- Exercise prompt -
Each line below needs to be duplicated without alteration.

>>>>>

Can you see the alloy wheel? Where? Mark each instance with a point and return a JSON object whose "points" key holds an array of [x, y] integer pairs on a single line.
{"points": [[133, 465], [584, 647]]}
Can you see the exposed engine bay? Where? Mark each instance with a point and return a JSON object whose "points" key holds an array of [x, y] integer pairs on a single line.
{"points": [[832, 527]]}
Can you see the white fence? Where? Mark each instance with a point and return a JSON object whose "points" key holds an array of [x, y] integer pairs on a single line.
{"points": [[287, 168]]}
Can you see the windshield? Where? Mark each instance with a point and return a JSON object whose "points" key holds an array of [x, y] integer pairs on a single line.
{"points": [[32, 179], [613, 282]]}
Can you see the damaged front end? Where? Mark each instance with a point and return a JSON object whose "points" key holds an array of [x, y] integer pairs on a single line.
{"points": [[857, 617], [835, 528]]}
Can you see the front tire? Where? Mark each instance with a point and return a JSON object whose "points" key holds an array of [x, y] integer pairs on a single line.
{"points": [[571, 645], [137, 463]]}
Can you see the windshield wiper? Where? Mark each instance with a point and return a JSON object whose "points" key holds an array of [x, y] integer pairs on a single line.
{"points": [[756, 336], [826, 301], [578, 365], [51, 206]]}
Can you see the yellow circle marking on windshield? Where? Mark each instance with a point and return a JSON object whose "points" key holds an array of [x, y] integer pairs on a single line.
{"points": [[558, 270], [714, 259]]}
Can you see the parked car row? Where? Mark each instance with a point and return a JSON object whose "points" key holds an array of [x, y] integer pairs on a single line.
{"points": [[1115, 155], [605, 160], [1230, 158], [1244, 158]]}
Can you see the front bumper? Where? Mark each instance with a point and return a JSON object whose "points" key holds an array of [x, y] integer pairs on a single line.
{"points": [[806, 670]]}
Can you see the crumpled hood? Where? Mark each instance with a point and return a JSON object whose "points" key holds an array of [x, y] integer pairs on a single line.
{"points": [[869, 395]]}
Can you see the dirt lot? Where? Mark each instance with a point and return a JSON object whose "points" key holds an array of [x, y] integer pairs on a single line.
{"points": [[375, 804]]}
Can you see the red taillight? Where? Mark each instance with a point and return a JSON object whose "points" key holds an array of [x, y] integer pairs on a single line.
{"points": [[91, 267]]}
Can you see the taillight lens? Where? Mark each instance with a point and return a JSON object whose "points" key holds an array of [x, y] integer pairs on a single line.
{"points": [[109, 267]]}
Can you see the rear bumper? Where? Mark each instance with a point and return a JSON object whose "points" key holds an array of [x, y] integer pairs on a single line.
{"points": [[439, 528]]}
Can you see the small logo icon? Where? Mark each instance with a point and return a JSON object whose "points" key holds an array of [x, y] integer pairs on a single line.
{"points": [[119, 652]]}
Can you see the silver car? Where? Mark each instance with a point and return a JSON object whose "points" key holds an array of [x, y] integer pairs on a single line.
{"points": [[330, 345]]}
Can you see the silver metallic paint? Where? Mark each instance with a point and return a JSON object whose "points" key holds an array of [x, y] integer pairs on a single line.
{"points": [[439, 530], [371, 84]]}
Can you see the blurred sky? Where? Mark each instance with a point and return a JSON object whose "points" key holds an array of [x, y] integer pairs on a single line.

<<<<<

- Finished exercise -
Can you see the alloy wheel? Where? Mark each instance with a point and return a JSON object whose "points" key holds an array of [x, y] integer pairs on a single line.
{"points": [[133, 465], [584, 647]]}
Can you see the exposed engine bay? Where? Mark each instance with a point and return a JSON object whose "points" key holds an array of [x, y] integer pairs on a single line.
{"points": [[832, 527]]}
Can you see the white fence? Where? Mark each instance with a point and return a JSON object whose "points" key holds an array of [x, y] integer pairs on a single line.
{"points": [[287, 168]]}
Can you see the windshield? Where? Mark each instance with a point and return a JSON object whose "points" key holds an array of [x, y] integer pairs on a single line.
{"points": [[32, 179], [613, 282]]}
Can you see the damaged front end? Where? Mark each instance with a point and return a JSON object whose "points" key holds an array of [x, y] integer pairs on a single line.
{"points": [[857, 617], [835, 528]]}
Can you see the front tire? Where? Mark each instance with a point and return a JSON object whose "points" key holds an array of [x, y] integer pairs on a single line.
{"points": [[571, 645], [137, 463]]}
Can you see the windshield wiper? Where? Mark each instance with a point and return a JSON object whose "points" key holds an array of [x, y] integer pairs on a single line.
{"points": [[756, 336], [826, 301], [578, 365], [51, 206]]}
Can you see the yellow circle marking on windshield? Where? Mark each instance with a point and return a JSON object whose "points" key holds an array of [x, y] integer pairs on a single line.
{"points": [[558, 270], [714, 259]]}
Can you see the parked car row? Where? Mark each instance with a point and return a JSON object whose "points" key holds an array of [x, y] integer pairs on a single line.
{"points": [[1115, 155], [605, 160], [1230, 158], [1244, 158]]}
Can you see the front bumper? Where? Mark each instance with a point and return a JSON object whose "points" key holds an array of [x, y] integer pairs on a single line.
{"points": [[806, 670]]}
Can you see the crumpled hood? Where? Mark each instance with a point and return a JSON object whose "points" key holds an array of [x, y] integer pairs on a single line.
{"points": [[869, 395]]}
Can you see the dirt lot? Where? Mark each instance with a point and return a JSON object whose "points" key holds an array of [x, y] integer pairs on a single line.
{"points": [[375, 804]]}
Can you see the red taillight? Where? Mark each instance with a point and return a JSON object whose "points" key holds an array of [x, y] integer pairs on a single line.
{"points": [[91, 267]]}
Can you see the taillight lens? Where? Mark each instance with a point and return a JSON object whose "points" key holds an array of [x, y] integer pairs on a single line.
{"points": [[109, 267]]}
Can you see the rear bumper? Where? Mark each instance with a point and return a JSON object whose "points" key holds an array of [x, y] integer pairs on a single line.
{"points": [[439, 528]]}
Can you see the small logo icon? Where? Mark each instance with a point and return a JSON object whose "points" key holds an array of [x, y] integer pairs on a single line.
{"points": [[119, 652]]}
Can you see the silver car? Where? Mark each instance with a point and return a JSON object whose "points" key holds an array of [x, y] integer pairs on a single line.
{"points": [[330, 345]]}
Can you see the silver metallic paint? Where? Mark each instance with a point and return a JSON object whose "points" key holds an array of [x, y] integer pairs on a single line.
{"points": [[439, 530], [371, 84]]}
Can you see the blurred sky? Where? Mark each instance with a point and return a JSON object whose "points" key holds an array of [x, y] integer pairs on a single line.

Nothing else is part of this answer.